:: Extrait du document

A bon entendeur salaud comme dirait Michel Gérard Joseph.
11) "Grotesque" fut pour toi l'occasion d'inviter bon nombre de compositeurs des plus prestigieux. Rien que sur "Thokk", nous retrouvons Edvard Grieg dirigeant la mélancolique mort d'Åse et Giuseppe Verdi conduisant le puissant Dies Irea de son Requiem. Par quel moyen les as-tu convaincus de te rejoindre ? Comment fut dicté le choix des passages à exécuter et quelle fut la latitude que tu as laissée à ces deux illustres personnages dans leur interprétation ?
J’ai effectivement dû me plier aux abondantes prières de compositeurs souhaitant chaudement participer à cette magnifique aventure qu’est PN et consentir à la participation de quelques virtuoses du doigté. Tu as cité les plus intéressés, les plus prompts à l’exercice de promotion que furent Edvard et Guigui mais d’autres, tels Berlioz, Mahler, Brahms ou Tchaïkovsky pour ne pas les citer, ont tenu par pudeur et modestie à rester discrets et ont donc collaboré à l’ombre de mes éblouissantes élucubrations. Il n’est sincèrement pas évident d’incorporer de telles partitions dans ses propres ouvrages, partagé que l’on est entre l’intention de ne pas les reprendre à l’identique pour éviter tout plagiat et la nécessité de modestement respecter les œuvres originales sous peine de tomber sous le joug de la prétention. Ainsi donc le fait que certaines références soient plus évidentes que d’autres à cerner, le tout incarnant finalement une sorte de quizz musical tendance hebdomadaire féminin au sein de Grotesque. L’album devait d’ailleurs initialement s’intituler « Exclusif : 54 minutes pour tester le mélomane qui se cache en vous ! ». Mais ça n’a pas plu à Gérald. 12) Venons-en, pour ce douzième coup de minuit, au fameux coucou qui, malgré une apparition des plus fugitives, a irrémédiablement marqué les esprits … à un point où il s'élèverait presque au rang de mascotte de Pensées Nocturnes ! … Et que tu risques de devoir encore traîner au bout de ta laisse un bon moment … Ce bougre de coucou sort comme un diable de sa boîte au cours de "Hel". Hel est la fille de Loki, lui-même 13ème Dieu de la mythologie nordique … une manière habile d'utiliser un élément frivole pour se moquer de la triskaidékaphobie et plus généralement des superstitions et légendes ? Et l'image de Thokk, qui n'est nul autre que Loki revêtant son déguisement …un parallèle avec les multiples déguisements dont tu affubles le sens de ton œuvre ? Une extrapolation du comportement humain qui, à la façon d'un oignon, revêt multiples pelures afin de déguiser sa vraie nature intérieure ?

::::
:: Données d'entrée

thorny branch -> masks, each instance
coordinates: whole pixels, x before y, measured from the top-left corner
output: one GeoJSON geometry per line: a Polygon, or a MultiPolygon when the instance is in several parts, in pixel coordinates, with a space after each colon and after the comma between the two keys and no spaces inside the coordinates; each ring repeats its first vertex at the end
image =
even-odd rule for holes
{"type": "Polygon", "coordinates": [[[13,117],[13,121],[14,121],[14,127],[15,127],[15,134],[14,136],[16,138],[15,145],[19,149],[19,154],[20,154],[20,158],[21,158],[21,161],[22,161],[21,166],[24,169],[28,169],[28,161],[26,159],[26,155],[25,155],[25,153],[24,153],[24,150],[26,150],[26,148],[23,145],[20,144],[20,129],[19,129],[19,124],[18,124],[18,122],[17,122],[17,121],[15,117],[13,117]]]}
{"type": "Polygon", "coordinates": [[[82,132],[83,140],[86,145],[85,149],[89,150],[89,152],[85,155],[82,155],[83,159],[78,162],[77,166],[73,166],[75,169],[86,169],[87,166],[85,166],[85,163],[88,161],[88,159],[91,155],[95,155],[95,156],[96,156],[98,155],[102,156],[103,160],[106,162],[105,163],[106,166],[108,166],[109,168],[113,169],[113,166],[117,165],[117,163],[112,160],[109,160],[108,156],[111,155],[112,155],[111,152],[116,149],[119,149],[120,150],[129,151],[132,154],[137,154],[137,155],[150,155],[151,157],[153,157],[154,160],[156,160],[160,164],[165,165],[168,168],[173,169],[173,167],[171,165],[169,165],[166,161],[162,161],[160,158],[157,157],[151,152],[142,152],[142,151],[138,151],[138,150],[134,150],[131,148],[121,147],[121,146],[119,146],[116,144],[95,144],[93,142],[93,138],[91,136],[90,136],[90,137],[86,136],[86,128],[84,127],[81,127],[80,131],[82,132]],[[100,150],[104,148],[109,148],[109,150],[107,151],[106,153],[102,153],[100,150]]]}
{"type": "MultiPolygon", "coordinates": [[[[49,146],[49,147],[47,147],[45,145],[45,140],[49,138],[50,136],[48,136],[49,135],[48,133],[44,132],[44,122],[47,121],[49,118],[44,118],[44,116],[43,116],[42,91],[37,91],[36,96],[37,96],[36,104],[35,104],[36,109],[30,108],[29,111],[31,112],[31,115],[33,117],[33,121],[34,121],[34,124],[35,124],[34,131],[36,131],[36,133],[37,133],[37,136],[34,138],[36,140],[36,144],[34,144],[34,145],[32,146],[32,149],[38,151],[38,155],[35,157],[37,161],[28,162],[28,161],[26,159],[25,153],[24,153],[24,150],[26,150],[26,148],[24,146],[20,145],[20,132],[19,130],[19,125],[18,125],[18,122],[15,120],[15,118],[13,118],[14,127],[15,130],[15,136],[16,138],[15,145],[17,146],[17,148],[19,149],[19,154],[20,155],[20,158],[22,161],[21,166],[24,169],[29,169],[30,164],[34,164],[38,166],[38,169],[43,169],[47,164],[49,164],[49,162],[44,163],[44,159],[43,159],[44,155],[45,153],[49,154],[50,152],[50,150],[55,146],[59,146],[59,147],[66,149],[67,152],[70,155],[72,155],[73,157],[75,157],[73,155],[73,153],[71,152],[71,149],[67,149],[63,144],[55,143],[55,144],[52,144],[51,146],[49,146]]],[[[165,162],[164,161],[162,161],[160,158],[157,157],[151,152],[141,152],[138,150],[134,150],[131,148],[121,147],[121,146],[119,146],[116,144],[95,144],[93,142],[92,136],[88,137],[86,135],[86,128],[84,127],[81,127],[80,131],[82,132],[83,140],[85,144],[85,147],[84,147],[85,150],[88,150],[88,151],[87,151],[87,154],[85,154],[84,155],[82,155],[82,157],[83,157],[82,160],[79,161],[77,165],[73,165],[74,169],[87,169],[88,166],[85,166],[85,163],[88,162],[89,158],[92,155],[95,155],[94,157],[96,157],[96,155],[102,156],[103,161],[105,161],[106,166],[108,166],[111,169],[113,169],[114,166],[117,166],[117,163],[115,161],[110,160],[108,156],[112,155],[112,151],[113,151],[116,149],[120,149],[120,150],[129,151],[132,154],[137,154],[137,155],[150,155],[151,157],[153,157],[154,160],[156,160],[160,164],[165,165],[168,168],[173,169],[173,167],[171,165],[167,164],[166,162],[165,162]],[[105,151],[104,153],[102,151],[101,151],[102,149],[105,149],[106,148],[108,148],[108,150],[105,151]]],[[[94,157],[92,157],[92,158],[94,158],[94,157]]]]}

::::

**Tâches à réaliser:**
**A.** D'après l'extrait du document, quel titre l'album devait-il porter initialement ?
**B.** Reproduisez à l'identique les lignes de la liste, depuis son début jusqu'à la ligne contenant « even-odd rule for holes », celle-ci incluse.

**Résultats attendus:**
**A.** « Exclusif : 54 minutes pour tester le mélomane qui se cache en vous ! »

**B.**
thorny branch -> masks, each instance
coordinates: whole pixels, x before y, measured from the top-left corner
output: one GeoJSON geometry per line: a Polygon, or a MultiPolygon when the instance is in several parts, in pixel coordinates, with a space after each colon and after the comma between the two keys and no spaces inside the coordinates; each ring repeats its first vertex at the end
image =
even-odd rule for holes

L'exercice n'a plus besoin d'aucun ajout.